EXTRACT >>
***

City sullage killing many a village
Urban filth endangers rural health in Vrishabhavathi valley
As you drive up from Bangalore towards Mysore, near Bidadi you cannot help but notice to your left a foaming, srinking stream. Welcome to the Vrishabhavathi river. Welcome to hell.
You crinkle your nose and drive past. But those living close to the so-called river, have no option but take in the perfume of inferno with every breathe.
Vrishabhavathi was once a fresh water river. As far as memory serves, it has been nothing but a cesspool, conveying sullage of the City. Industrial, agricultural and domestic wastes have been flowing into the river, making it among the worst contaminated water sources anywhere.
Living at the wrong end of the City, residents of a dozen villages in the river valley are facing two serious problems –– shortage of clean drinking water and horrendous health hazards characterised by ailments, such as asthma, skin and heart diseases. The problem is particularly acute in Byramangala, Chowkalli and Gopalli.
Studies conducted by many research institutions have identified water from the lake as well as open and bore wells in the area as non-potable, with high levels of total and fecal coliforms making them unfit for human use or for any purpose including agriculture.
In their study, ‘Hydrochemical assessment of the pollutants in groundwaters of Vrishabhavathi Valley Basin in Bangalore (India)’, Shankar B S, Balasubramanya N and Reddy M T of the Civil Engineering Department, EPCET, Bangalore have this to say: “The study revealed that 57 per cent of the samples were non-potable due to their values when compared to the BIS standards. The concentrations of nitrate and total hardness were found higher than the standards in 43.33 per cent and 40 per cent of the samples respectively. Nearly 50 per cent of the samples examined indicated bacterial contamination in the groundwater.”

***

WHAT TO DO >>
a: Answer these questions about the article on the Vrishabhavathi river:
(i) Near which place, on the drive from Bangalore towards Mysore, does the stream come into view?
(ii) In which three villages is the problem described as particularly acute?
(iii) What share of the samples did the EPCET study find non-potable?
b: Reproduce the article on the Vrishabhavathi river between "Living at the" and "purpose including agriculture.", inclusive, substituting "bronchitis" for "asthma".
c: Decide whether each statement agrees with the article on the Vrishabhavathi river, and quote the words that settle it:
(i) The Vrishabhavathi was once a fresh water river.
(ii) The study's authors belong to a chemistry department.
(iii) The water in the area was judged fit for agriculture.
The material after this article has no connection to it.

DATA PROVIDED >>
***

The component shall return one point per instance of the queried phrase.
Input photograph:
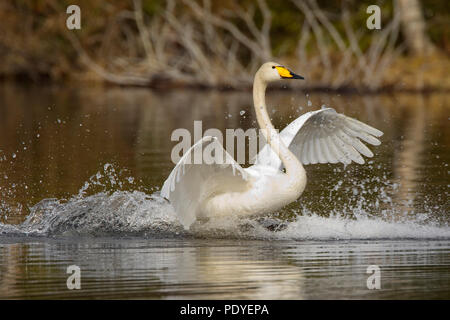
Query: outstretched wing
(188, 183)
(324, 136)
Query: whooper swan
(225, 188)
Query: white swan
(225, 188)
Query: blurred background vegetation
(220, 44)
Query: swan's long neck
(289, 160)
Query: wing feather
(188, 184)
(325, 136)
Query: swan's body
(225, 188)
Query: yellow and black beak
(287, 74)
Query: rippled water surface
(81, 168)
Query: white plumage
(224, 188)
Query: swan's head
(272, 71)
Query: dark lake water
(81, 169)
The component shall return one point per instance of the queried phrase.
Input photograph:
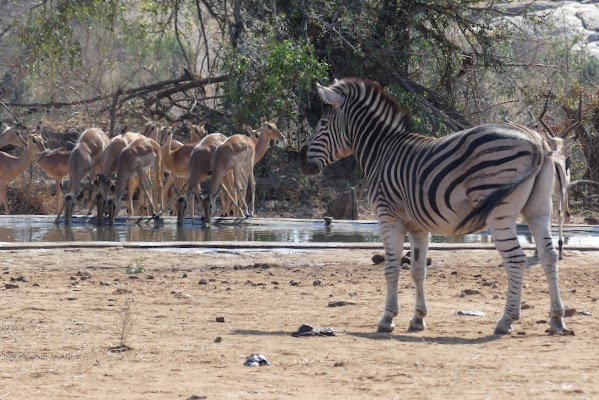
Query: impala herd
(100, 169)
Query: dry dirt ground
(62, 312)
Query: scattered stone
(256, 360)
(84, 275)
(378, 258)
(470, 313)
(341, 303)
(568, 312)
(469, 292)
(308, 330)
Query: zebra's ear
(329, 96)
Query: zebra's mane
(375, 86)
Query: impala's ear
(248, 129)
(330, 96)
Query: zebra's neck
(376, 128)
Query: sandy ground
(62, 311)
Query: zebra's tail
(476, 219)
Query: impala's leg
(252, 193)
(393, 235)
(167, 186)
(3, 198)
(130, 192)
(58, 194)
(538, 215)
(560, 222)
(146, 186)
(419, 247)
(506, 241)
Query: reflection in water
(38, 229)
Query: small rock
(469, 292)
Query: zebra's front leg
(514, 262)
(393, 235)
(419, 247)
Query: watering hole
(34, 229)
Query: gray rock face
(571, 18)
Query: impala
(198, 170)
(239, 154)
(11, 166)
(137, 158)
(84, 161)
(55, 163)
(11, 136)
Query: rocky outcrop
(571, 18)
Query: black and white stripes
(483, 176)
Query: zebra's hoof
(416, 324)
(557, 326)
(386, 324)
(503, 327)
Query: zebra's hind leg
(393, 235)
(506, 241)
(541, 231)
(419, 247)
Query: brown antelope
(137, 158)
(109, 166)
(11, 166)
(560, 144)
(55, 163)
(11, 136)
(176, 161)
(198, 170)
(239, 154)
(84, 161)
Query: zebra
(482, 176)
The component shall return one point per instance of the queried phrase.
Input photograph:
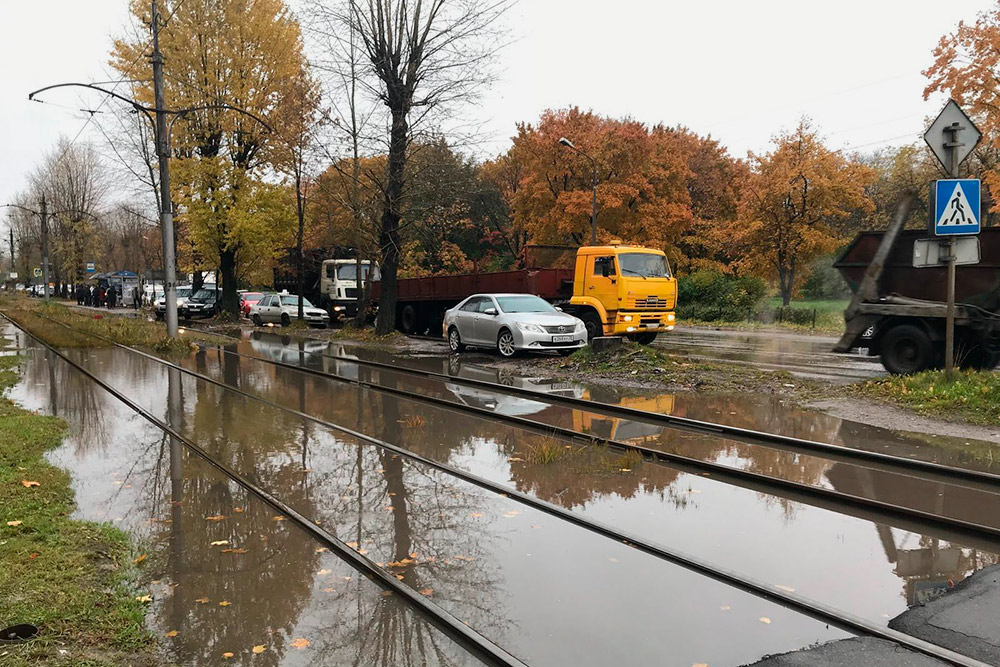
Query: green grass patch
(973, 396)
(72, 579)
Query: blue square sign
(956, 206)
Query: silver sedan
(512, 323)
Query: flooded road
(548, 592)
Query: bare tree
(423, 59)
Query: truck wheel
(593, 323)
(906, 349)
(455, 341)
(408, 320)
(505, 344)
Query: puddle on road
(550, 593)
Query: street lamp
(593, 211)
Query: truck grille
(647, 302)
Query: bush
(711, 295)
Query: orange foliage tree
(642, 180)
(791, 200)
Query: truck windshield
(524, 304)
(350, 272)
(643, 264)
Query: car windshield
(350, 272)
(643, 264)
(290, 300)
(524, 304)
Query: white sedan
(283, 308)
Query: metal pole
(593, 209)
(166, 209)
(45, 249)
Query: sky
(736, 70)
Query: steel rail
(990, 480)
(948, 527)
(473, 642)
(812, 608)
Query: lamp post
(593, 210)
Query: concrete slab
(852, 653)
(966, 619)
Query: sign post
(952, 137)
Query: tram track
(478, 645)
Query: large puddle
(550, 593)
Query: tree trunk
(389, 235)
(230, 302)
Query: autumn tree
(642, 180)
(791, 202)
(218, 54)
(423, 59)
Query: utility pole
(166, 208)
(45, 249)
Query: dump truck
(615, 289)
(898, 311)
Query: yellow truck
(616, 289)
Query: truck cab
(623, 290)
(339, 284)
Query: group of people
(108, 297)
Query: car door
(465, 319)
(487, 326)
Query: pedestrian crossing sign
(956, 206)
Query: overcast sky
(737, 70)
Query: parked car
(203, 303)
(248, 299)
(283, 308)
(512, 323)
(183, 293)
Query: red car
(248, 299)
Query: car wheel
(593, 323)
(505, 344)
(906, 349)
(455, 341)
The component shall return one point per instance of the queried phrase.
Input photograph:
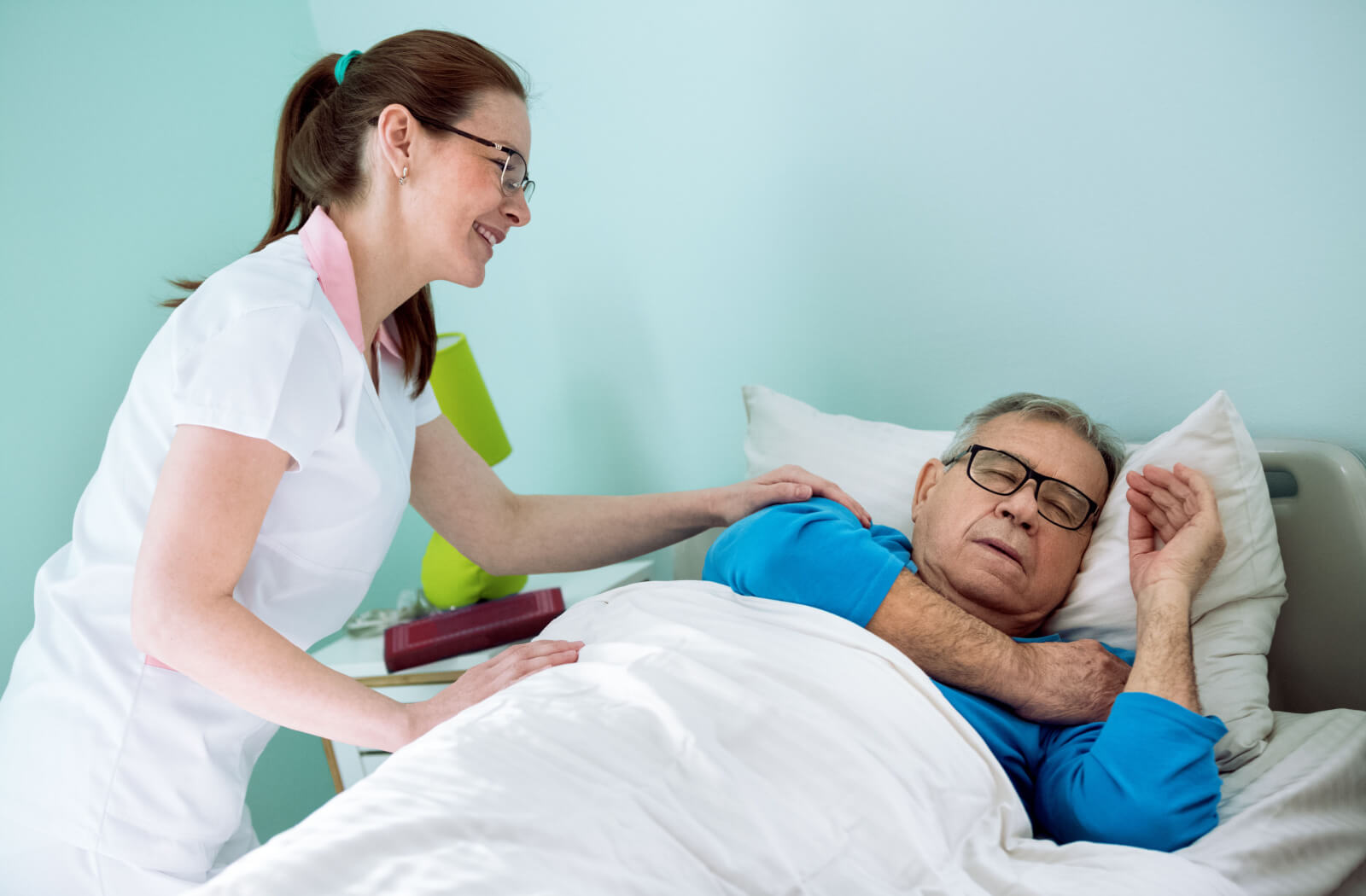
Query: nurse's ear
(396, 131)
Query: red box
(466, 629)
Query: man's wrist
(1165, 595)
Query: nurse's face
(464, 211)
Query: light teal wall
(137, 147)
(892, 209)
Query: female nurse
(256, 473)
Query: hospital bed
(625, 773)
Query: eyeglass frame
(1030, 474)
(528, 186)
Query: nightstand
(362, 659)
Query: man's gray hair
(1031, 406)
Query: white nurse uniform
(108, 755)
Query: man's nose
(1021, 506)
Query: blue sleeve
(1144, 777)
(816, 554)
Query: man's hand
(1179, 509)
(1067, 684)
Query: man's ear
(396, 130)
(925, 482)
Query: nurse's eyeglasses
(514, 167)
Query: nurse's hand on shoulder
(487, 679)
(780, 486)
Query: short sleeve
(270, 373)
(425, 407)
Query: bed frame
(1318, 495)
(1318, 655)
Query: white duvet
(703, 743)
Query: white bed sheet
(714, 743)
(1293, 823)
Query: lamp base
(452, 579)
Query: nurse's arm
(507, 533)
(212, 495)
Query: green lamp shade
(452, 579)
(448, 577)
(464, 400)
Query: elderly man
(1001, 522)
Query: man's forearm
(1163, 661)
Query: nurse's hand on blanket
(488, 679)
(785, 486)
(1175, 537)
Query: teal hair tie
(342, 63)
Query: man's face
(990, 554)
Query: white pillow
(1235, 612)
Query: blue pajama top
(1144, 777)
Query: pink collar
(331, 259)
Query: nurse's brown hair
(320, 148)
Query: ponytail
(320, 147)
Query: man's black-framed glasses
(1001, 473)
(514, 167)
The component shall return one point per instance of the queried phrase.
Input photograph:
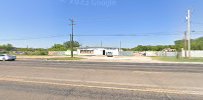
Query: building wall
(194, 53)
(98, 51)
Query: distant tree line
(6, 47)
(196, 44)
(65, 46)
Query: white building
(97, 51)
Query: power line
(35, 38)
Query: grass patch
(65, 58)
(174, 59)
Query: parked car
(6, 57)
(109, 54)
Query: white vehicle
(6, 57)
(109, 54)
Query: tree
(7, 47)
(58, 47)
(68, 44)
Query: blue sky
(23, 21)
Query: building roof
(97, 48)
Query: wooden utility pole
(72, 45)
(189, 32)
(185, 44)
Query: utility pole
(101, 44)
(120, 46)
(72, 24)
(189, 32)
(185, 44)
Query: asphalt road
(14, 90)
(159, 67)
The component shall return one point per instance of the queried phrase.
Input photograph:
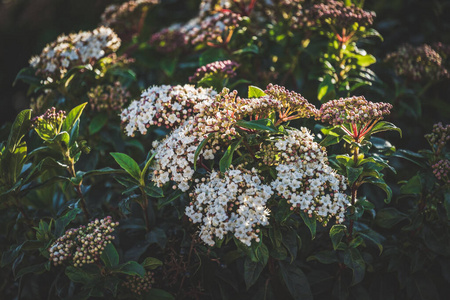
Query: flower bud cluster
(140, 285)
(439, 137)
(75, 49)
(441, 170)
(222, 69)
(216, 28)
(164, 105)
(306, 180)
(353, 110)
(83, 245)
(233, 202)
(124, 19)
(174, 159)
(337, 14)
(108, 97)
(418, 63)
(169, 39)
(292, 104)
(291, 147)
(49, 124)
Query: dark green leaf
(296, 281)
(255, 92)
(326, 89)
(227, 157)
(324, 257)
(109, 256)
(337, 232)
(252, 271)
(97, 123)
(353, 260)
(157, 294)
(130, 268)
(72, 117)
(19, 128)
(62, 222)
(151, 263)
(310, 222)
(389, 217)
(128, 164)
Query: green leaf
(35, 269)
(310, 222)
(109, 256)
(353, 174)
(385, 126)
(379, 182)
(252, 271)
(97, 123)
(72, 117)
(19, 128)
(354, 260)
(169, 199)
(81, 276)
(296, 281)
(158, 294)
(412, 187)
(255, 92)
(152, 263)
(249, 49)
(128, 164)
(262, 124)
(337, 232)
(130, 268)
(326, 89)
(62, 222)
(212, 55)
(227, 157)
(200, 147)
(389, 217)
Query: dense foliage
(228, 154)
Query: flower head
(233, 202)
(83, 245)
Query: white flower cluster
(75, 49)
(163, 106)
(232, 203)
(175, 157)
(306, 180)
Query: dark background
(26, 26)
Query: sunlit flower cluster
(215, 29)
(174, 159)
(125, 19)
(222, 69)
(441, 170)
(49, 124)
(419, 63)
(353, 110)
(75, 49)
(339, 15)
(83, 245)
(169, 39)
(108, 97)
(306, 180)
(164, 105)
(140, 285)
(233, 202)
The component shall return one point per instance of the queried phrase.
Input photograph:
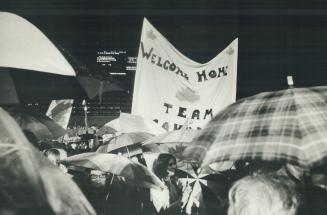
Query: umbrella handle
(111, 180)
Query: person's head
(98, 178)
(263, 194)
(53, 155)
(165, 165)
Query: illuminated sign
(116, 60)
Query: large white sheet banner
(171, 89)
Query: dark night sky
(275, 40)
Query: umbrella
(205, 183)
(133, 172)
(125, 143)
(287, 125)
(30, 62)
(173, 142)
(133, 123)
(29, 181)
(208, 188)
(41, 126)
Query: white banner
(171, 89)
(60, 111)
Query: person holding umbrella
(165, 168)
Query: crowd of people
(250, 188)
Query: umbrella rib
(14, 149)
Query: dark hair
(160, 166)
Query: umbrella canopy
(24, 46)
(133, 172)
(125, 143)
(29, 61)
(29, 181)
(206, 186)
(41, 126)
(25, 86)
(173, 142)
(202, 182)
(287, 125)
(133, 123)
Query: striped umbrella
(134, 172)
(287, 125)
(173, 142)
(128, 143)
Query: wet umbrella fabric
(133, 172)
(287, 125)
(173, 142)
(41, 126)
(205, 182)
(30, 181)
(129, 141)
(40, 66)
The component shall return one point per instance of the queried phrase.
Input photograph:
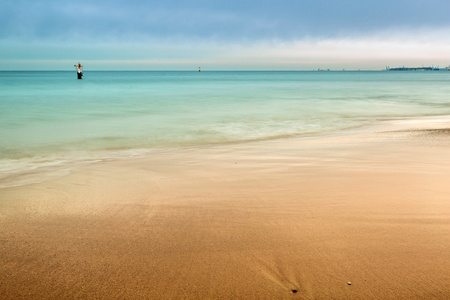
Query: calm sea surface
(49, 119)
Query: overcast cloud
(223, 34)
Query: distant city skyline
(228, 35)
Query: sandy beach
(363, 214)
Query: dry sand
(289, 218)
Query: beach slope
(357, 215)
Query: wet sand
(357, 215)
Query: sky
(223, 35)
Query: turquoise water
(49, 118)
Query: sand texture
(360, 215)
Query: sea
(50, 121)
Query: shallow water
(51, 119)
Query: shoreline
(65, 165)
(248, 220)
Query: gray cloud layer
(224, 20)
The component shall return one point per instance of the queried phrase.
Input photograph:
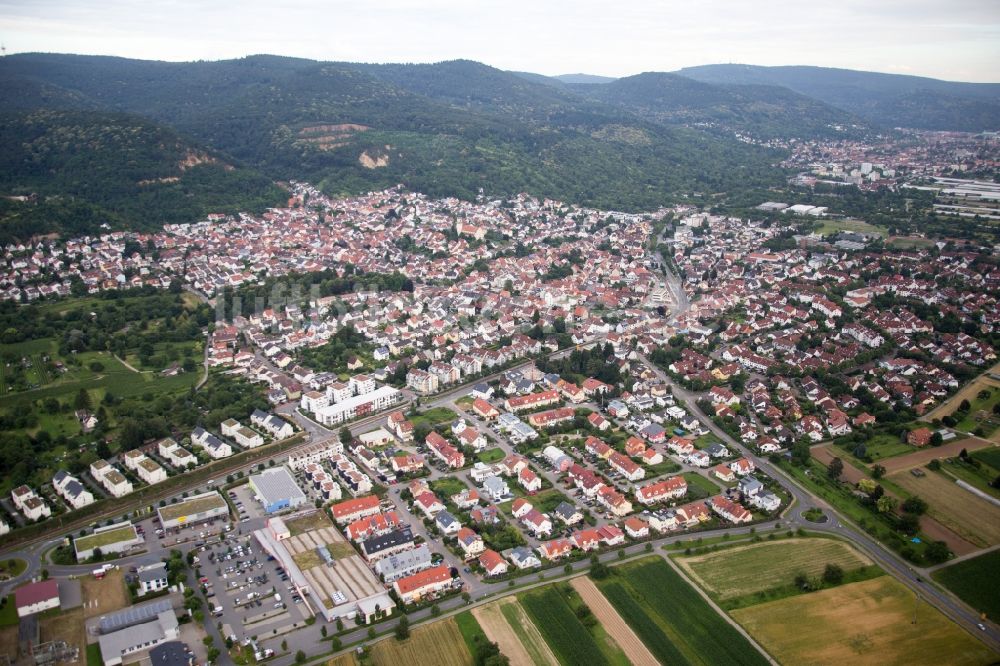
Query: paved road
(915, 578)
(309, 638)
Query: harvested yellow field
(734, 572)
(870, 622)
(967, 515)
(505, 623)
(620, 632)
(434, 644)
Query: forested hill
(763, 112)
(446, 129)
(139, 143)
(888, 100)
(85, 169)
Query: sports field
(969, 516)
(867, 622)
(435, 644)
(743, 570)
(976, 582)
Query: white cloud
(957, 39)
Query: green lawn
(696, 480)
(490, 456)
(446, 487)
(8, 611)
(668, 466)
(976, 582)
(94, 655)
(13, 567)
(989, 456)
(434, 417)
(884, 446)
(102, 539)
(472, 633)
(672, 619)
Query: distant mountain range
(139, 143)
(885, 100)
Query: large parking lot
(249, 591)
(246, 506)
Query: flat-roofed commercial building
(276, 489)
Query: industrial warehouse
(276, 489)
(324, 567)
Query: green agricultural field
(884, 446)
(672, 619)
(572, 642)
(976, 582)
(753, 569)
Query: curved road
(309, 637)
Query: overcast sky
(948, 39)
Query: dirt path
(931, 527)
(498, 630)
(631, 645)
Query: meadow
(975, 581)
(674, 621)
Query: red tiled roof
(36, 592)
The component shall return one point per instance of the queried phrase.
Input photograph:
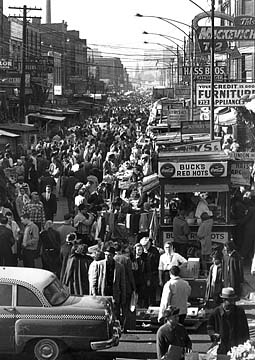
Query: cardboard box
(190, 269)
(193, 267)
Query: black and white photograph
(127, 180)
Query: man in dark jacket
(228, 323)
(108, 279)
(49, 201)
(172, 334)
(6, 242)
(130, 283)
(68, 191)
(153, 257)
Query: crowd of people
(107, 241)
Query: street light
(172, 22)
(166, 37)
(211, 16)
(171, 61)
(163, 45)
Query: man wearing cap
(204, 236)
(228, 323)
(172, 333)
(35, 210)
(176, 292)
(153, 257)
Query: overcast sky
(111, 25)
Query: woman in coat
(233, 275)
(142, 274)
(76, 276)
(49, 244)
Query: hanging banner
(225, 94)
(241, 173)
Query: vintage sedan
(40, 317)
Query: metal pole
(212, 73)
(23, 67)
(192, 42)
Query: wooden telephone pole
(22, 94)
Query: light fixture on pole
(171, 61)
(212, 72)
(170, 38)
(190, 37)
(210, 15)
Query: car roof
(36, 277)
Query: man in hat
(153, 257)
(204, 236)
(228, 323)
(176, 292)
(172, 334)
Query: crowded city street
(127, 181)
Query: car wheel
(47, 349)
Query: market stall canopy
(187, 188)
(150, 182)
(48, 117)
(250, 105)
(225, 116)
(8, 134)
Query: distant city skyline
(112, 26)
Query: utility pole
(22, 94)
(212, 71)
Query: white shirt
(176, 292)
(166, 261)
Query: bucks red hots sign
(192, 169)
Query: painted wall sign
(242, 155)
(241, 173)
(216, 236)
(192, 169)
(225, 94)
(199, 146)
(201, 73)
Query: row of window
(25, 297)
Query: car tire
(46, 349)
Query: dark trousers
(182, 318)
(70, 205)
(152, 289)
(28, 257)
(181, 248)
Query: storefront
(191, 179)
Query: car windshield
(55, 293)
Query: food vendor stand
(184, 176)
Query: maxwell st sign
(242, 30)
(203, 73)
(225, 94)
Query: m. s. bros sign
(225, 94)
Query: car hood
(89, 302)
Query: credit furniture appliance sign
(193, 169)
(225, 94)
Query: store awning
(8, 134)
(172, 188)
(48, 117)
(150, 182)
(225, 116)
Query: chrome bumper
(114, 341)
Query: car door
(7, 319)
(28, 305)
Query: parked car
(40, 317)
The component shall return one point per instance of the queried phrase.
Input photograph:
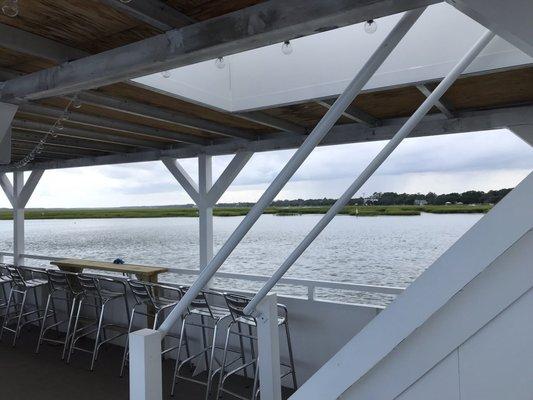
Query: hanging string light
(220, 63)
(286, 47)
(371, 26)
(56, 126)
(10, 8)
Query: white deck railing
(309, 285)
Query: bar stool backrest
(60, 280)
(142, 292)
(3, 270)
(236, 304)
(89, 284)
(16, 276)
(199, 302)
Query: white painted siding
(478, 345)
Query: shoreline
(177, 212)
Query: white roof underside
(322, 65)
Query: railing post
(18, 219)
(146, 378)
(268, 348)
(205, 209)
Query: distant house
(370, 200)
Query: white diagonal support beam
(184, 179)
(312, 140)
(524, 132)
(28, 43)
(152, 12)
(7, 187)
(441, 104)
(29, 187)
(265, 23)
(7, 113)
(376, 162)
(233, 169)
(353, 113)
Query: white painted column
(205, 208)
(146, 377)
(268, 348)
(18, 218)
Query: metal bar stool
(22, 286)
(92, 289)
(236, 304)
(61, 287)
(5, 286)
(156, 300)
(206, 313)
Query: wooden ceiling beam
(273, 122)
(152, 12)
(28, 43)
(112, 124)
(353, 113)
(160, 114)
(441, 104)
(263, 24)
(88, 134)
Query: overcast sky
(481, 161)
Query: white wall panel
(497, 363)
(441, 383)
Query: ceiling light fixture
(286, 47)
(371, 26)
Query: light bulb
(220, 63)
(371, 26)
(286, 47)
(76, 103)
(10, 8)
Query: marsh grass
(166, 212)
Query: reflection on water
(384, 250)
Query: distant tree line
(392, 198)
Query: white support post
(18, 195)
(312, 140)
(146, 377)
(205, 209)
(205, 194)
(268, 348)
(18, 219)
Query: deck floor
(26, 375)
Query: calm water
(371, 250)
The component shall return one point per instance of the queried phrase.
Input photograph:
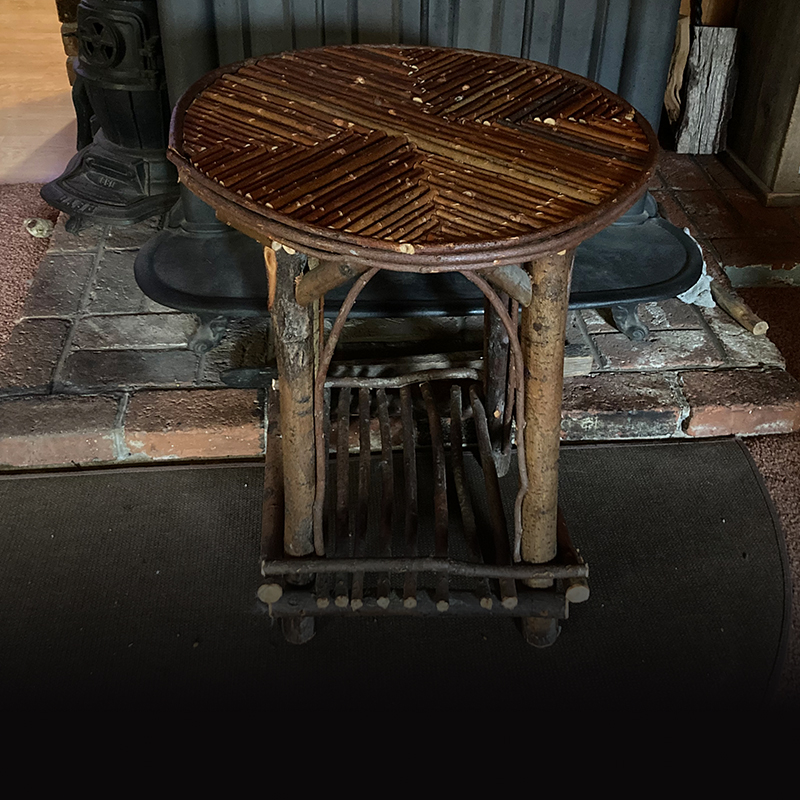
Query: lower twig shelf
(416, 519)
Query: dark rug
(136, 587)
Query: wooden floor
(37, 121)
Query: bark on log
(294, 350)
(542, 332)
(709, 93)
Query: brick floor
(95, 372)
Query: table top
(422, 157)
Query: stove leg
(298, 630)
(209, 333)
(75, 223)
(540, 631)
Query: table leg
(542, 332)
(294, 351)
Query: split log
(733, 305)
(709, 93)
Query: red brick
(673, 212)
(718, 172)
(776, 253)
(680, 172)
(742, 402)
(55, 430)
(663, 350)
(760, 221)
(606, 406)
(198, 423)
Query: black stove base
(108, 183)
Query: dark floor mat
(130, 587)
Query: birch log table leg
(294, 351)
(368, 158)
(542, 332)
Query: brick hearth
(95, 372)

***

SOLUTION SET >>
a:
(i) Bidadi
(ii) Byramangala, Chowkalli and Gopalli
(iii) 57 per cent

b:
Living at the wrong end of the City, residents of a dozen villages in the river valley are facing two serious problems –– shortage of clean drinking water and horrendous health hazards characterised by ailments, such as bronchitis, skin and heart diseases. The problem is particularly acute in Byramangala, Chowkalli and Gopalli.
Studies conducted by many research institutions have identified water from the lake as well as open and bore wells in the area as non-potable, with high levels of total and fecal coliforms making them unfit for human use or for any purpose including agriculture.

c:
(i) Yes: "Vrishabhavathi was once a fresh water river."
(ii) No: "of the Civil Engineering Department, EPCET, Bangalore"
(iii) No: "unfit for human use or for any purpose including agriculture"